Object location annotation data
--
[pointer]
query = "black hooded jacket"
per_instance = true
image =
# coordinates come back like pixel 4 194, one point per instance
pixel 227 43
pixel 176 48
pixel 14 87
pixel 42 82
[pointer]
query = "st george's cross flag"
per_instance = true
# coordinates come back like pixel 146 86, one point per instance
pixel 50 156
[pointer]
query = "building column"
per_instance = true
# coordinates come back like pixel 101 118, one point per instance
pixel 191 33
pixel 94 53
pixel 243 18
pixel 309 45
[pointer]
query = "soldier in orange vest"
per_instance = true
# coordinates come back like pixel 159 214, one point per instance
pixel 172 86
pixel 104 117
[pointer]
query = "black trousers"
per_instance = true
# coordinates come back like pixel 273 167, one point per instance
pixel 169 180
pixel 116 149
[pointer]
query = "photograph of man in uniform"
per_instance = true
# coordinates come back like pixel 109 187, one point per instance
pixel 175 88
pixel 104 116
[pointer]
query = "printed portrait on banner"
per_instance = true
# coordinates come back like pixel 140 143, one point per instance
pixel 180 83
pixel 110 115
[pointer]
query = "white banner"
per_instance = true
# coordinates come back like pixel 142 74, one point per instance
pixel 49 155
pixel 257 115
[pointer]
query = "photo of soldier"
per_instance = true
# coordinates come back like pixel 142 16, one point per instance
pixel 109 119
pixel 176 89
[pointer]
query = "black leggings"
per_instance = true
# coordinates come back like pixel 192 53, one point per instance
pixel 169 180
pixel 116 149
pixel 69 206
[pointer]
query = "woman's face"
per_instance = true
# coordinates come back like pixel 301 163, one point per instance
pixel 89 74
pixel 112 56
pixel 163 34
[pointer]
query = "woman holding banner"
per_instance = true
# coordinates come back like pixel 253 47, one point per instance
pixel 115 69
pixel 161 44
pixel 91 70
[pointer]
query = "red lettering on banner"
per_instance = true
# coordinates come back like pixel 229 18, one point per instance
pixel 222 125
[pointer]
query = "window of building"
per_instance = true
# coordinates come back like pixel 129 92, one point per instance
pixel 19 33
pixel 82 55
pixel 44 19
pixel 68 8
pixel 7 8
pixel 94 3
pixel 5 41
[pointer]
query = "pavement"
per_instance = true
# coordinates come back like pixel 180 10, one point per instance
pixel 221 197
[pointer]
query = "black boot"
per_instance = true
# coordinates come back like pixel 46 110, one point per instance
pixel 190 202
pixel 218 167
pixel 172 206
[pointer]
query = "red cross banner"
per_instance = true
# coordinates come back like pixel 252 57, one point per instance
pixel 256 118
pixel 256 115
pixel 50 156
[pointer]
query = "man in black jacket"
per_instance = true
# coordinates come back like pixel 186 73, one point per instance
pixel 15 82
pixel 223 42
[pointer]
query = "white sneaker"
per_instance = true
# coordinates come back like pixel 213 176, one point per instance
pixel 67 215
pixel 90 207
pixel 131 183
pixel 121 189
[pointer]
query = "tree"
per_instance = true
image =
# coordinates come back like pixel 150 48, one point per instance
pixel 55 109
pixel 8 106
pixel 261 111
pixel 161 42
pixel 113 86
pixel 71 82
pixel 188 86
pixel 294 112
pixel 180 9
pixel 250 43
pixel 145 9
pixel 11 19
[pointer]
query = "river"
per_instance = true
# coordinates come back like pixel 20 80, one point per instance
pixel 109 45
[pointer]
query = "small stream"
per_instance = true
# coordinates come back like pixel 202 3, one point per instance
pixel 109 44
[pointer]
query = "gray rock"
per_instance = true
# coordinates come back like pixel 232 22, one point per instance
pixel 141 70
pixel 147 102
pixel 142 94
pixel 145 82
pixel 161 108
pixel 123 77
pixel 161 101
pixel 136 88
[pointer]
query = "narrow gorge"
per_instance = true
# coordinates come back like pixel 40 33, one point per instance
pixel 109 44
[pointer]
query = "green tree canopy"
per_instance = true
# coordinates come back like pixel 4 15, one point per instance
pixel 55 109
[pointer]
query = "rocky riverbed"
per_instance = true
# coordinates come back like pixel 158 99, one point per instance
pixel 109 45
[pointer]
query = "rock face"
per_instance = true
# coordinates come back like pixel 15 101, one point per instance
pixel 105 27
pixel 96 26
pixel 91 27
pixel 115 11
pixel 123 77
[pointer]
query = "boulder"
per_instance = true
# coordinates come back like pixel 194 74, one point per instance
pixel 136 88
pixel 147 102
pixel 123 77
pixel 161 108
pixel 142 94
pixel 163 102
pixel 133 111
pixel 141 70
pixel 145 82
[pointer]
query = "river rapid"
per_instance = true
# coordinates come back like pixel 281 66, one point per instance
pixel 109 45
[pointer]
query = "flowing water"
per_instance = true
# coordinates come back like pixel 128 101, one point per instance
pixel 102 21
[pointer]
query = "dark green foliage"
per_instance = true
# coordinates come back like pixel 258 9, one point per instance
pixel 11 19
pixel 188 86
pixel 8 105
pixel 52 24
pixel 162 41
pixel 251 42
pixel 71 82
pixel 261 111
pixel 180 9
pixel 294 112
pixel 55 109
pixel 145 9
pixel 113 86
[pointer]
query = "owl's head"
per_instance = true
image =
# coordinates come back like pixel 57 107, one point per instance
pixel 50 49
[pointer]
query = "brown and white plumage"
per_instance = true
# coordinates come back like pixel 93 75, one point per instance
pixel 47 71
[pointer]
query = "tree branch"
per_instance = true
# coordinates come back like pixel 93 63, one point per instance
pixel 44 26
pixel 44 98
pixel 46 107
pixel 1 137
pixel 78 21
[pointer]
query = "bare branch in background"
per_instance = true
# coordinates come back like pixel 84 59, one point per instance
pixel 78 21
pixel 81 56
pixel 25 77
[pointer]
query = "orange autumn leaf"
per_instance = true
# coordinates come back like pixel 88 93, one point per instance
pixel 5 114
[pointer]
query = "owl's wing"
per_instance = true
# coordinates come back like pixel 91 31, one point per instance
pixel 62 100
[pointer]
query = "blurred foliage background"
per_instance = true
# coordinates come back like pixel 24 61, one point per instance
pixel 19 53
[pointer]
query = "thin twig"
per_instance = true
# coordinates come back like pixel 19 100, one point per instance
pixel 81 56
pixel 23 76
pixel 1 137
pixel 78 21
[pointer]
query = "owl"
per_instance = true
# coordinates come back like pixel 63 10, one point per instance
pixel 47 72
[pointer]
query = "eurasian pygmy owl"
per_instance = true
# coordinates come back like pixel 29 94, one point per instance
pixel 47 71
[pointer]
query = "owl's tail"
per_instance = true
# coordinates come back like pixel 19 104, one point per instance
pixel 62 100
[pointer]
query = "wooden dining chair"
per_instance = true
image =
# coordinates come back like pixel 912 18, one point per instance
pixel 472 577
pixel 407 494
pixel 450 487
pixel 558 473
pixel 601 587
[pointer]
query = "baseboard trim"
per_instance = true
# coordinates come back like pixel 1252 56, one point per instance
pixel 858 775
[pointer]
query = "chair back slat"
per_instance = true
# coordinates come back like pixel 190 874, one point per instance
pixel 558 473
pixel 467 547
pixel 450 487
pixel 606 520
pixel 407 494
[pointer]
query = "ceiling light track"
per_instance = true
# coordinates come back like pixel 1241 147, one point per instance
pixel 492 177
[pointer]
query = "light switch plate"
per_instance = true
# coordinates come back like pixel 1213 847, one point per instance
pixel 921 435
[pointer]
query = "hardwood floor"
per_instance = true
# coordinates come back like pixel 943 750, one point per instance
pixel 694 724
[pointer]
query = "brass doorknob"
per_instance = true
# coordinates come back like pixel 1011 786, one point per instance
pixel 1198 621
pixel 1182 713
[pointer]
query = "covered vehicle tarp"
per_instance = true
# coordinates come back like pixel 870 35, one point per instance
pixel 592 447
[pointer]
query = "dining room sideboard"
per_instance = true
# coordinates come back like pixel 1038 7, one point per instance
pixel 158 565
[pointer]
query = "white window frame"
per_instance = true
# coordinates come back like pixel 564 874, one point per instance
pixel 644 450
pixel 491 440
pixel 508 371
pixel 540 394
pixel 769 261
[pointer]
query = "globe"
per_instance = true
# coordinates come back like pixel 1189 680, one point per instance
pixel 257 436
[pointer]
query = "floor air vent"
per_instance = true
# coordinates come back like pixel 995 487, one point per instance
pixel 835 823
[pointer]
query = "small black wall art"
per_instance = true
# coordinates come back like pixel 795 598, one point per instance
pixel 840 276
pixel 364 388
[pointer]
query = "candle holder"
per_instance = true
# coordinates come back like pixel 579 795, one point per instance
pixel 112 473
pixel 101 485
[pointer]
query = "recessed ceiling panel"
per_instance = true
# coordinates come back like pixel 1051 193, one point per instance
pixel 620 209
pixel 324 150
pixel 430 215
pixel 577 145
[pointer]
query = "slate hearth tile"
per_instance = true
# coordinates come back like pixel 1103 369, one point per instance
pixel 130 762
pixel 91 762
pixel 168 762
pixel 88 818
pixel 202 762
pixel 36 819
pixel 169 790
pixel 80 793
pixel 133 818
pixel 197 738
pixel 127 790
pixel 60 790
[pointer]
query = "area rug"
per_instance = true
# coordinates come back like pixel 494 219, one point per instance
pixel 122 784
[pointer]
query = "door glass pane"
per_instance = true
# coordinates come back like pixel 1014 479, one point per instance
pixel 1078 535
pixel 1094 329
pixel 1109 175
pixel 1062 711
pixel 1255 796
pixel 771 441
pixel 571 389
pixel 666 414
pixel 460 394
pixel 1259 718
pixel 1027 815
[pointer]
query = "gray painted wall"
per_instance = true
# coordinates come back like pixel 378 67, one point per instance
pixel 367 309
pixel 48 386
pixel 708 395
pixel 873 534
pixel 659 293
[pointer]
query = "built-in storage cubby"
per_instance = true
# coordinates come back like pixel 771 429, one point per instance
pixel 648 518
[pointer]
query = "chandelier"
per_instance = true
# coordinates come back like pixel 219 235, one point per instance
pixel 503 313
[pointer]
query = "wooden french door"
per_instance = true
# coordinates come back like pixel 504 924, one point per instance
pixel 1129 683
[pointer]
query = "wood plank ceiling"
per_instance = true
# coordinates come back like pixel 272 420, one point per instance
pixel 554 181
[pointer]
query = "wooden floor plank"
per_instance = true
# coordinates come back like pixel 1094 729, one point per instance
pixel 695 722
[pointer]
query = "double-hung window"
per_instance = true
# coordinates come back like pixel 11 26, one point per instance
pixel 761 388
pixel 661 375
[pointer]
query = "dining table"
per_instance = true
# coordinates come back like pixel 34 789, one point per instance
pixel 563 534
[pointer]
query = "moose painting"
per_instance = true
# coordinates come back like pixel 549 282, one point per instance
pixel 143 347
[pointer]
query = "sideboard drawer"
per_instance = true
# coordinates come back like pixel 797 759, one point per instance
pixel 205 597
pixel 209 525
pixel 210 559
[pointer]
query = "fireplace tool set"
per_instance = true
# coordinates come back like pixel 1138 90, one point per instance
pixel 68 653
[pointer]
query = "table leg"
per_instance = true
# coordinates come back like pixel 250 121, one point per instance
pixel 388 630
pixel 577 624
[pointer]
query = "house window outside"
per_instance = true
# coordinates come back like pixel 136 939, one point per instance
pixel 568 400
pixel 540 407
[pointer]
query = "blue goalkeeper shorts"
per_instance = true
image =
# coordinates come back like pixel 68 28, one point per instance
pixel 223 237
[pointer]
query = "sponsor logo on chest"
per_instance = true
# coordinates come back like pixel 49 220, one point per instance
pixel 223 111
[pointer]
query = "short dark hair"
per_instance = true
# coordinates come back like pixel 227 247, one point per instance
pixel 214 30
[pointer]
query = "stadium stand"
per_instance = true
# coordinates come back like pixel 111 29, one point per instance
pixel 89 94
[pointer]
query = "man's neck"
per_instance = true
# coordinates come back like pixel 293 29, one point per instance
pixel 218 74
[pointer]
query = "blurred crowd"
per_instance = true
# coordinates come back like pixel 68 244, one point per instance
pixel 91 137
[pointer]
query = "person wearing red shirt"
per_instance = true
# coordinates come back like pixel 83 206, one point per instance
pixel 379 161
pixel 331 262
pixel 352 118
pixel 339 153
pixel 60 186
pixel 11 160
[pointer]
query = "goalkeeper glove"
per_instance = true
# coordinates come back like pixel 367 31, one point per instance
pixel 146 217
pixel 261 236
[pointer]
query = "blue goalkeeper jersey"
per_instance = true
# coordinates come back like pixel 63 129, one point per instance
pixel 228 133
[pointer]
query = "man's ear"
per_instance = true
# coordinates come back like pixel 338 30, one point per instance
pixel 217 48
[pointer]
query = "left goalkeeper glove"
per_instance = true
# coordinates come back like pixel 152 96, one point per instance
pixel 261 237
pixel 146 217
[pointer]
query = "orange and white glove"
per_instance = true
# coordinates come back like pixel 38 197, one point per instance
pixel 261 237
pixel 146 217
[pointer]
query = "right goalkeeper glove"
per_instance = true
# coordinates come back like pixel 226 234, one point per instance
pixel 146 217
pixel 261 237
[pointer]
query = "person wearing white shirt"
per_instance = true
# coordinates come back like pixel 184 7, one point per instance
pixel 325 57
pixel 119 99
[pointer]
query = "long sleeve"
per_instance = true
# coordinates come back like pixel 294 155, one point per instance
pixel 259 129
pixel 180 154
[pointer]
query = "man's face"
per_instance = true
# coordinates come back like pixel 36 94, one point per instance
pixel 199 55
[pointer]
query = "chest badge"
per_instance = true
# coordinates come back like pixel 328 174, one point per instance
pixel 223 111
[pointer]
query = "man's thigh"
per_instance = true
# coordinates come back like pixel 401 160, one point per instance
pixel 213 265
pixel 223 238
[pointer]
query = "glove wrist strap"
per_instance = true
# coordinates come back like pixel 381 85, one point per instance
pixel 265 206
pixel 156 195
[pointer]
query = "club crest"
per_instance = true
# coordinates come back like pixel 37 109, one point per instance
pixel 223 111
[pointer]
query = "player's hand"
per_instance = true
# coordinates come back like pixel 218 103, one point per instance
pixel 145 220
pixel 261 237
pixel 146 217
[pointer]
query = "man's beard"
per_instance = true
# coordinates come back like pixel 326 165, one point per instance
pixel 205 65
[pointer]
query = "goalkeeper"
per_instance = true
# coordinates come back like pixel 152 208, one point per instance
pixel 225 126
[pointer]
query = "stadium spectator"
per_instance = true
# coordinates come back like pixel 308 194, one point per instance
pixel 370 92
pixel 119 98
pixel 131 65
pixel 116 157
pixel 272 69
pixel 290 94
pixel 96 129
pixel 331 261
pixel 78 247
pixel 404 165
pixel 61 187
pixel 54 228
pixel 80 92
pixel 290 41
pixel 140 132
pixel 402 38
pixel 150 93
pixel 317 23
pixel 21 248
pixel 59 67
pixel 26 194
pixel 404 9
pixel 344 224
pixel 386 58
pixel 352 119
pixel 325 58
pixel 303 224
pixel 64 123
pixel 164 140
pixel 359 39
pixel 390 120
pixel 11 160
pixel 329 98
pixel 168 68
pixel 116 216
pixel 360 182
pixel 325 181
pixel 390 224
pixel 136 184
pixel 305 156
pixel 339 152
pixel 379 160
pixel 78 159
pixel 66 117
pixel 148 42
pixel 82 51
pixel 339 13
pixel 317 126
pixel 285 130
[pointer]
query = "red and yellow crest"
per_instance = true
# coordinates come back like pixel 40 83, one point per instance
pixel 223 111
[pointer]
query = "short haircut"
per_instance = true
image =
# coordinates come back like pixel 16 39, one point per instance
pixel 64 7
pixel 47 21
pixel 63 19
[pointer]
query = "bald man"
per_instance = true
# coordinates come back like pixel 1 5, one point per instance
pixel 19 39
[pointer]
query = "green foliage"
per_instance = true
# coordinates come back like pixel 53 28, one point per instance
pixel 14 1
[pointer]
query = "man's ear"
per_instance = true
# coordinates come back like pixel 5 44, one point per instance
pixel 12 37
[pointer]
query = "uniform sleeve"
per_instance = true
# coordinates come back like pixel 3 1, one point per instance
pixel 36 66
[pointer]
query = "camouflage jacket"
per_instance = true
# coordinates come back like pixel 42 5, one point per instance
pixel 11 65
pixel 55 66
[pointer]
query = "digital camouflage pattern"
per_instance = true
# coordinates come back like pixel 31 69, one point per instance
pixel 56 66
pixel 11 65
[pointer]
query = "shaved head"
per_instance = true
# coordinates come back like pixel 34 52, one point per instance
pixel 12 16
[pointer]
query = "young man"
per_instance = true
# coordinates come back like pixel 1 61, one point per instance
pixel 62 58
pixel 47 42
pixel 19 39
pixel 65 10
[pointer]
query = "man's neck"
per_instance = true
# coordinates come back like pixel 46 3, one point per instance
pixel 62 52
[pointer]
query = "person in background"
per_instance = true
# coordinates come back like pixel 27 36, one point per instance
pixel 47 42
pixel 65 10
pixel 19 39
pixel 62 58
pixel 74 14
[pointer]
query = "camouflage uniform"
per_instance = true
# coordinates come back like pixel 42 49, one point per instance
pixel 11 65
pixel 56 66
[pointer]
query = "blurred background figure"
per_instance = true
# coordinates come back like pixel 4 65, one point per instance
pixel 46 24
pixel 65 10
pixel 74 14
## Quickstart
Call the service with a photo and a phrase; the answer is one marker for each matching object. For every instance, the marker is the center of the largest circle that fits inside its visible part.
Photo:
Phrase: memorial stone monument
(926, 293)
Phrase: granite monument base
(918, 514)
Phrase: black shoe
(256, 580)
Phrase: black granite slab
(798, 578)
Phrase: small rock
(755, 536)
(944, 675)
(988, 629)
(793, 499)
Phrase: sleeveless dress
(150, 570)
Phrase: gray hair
--
## [Stated goal]
Output only the lines running from the line with "## Quickstart" through the final line of the data, inclusive.

## [Reply to the exercise]
## Quickstart
Call the service with a photo and a phrase; the answer is one marker for each matching object. For every instance, the marker is the center of the largest circle that fits inside its visible part.
Photo:
Phrase: memorial stone monument
(926, 293)
Phrase: granite monument base
(918, 514)
Phrase: black shoe
(256, 580)
Phrase: black granite slab
(798, 578)
Phrase: small rock
(755, 536)
(944, 675)
(988, 629)
(793, 499)
Phrase: sleeveless dress
(150, 570)
Phrase: gray hair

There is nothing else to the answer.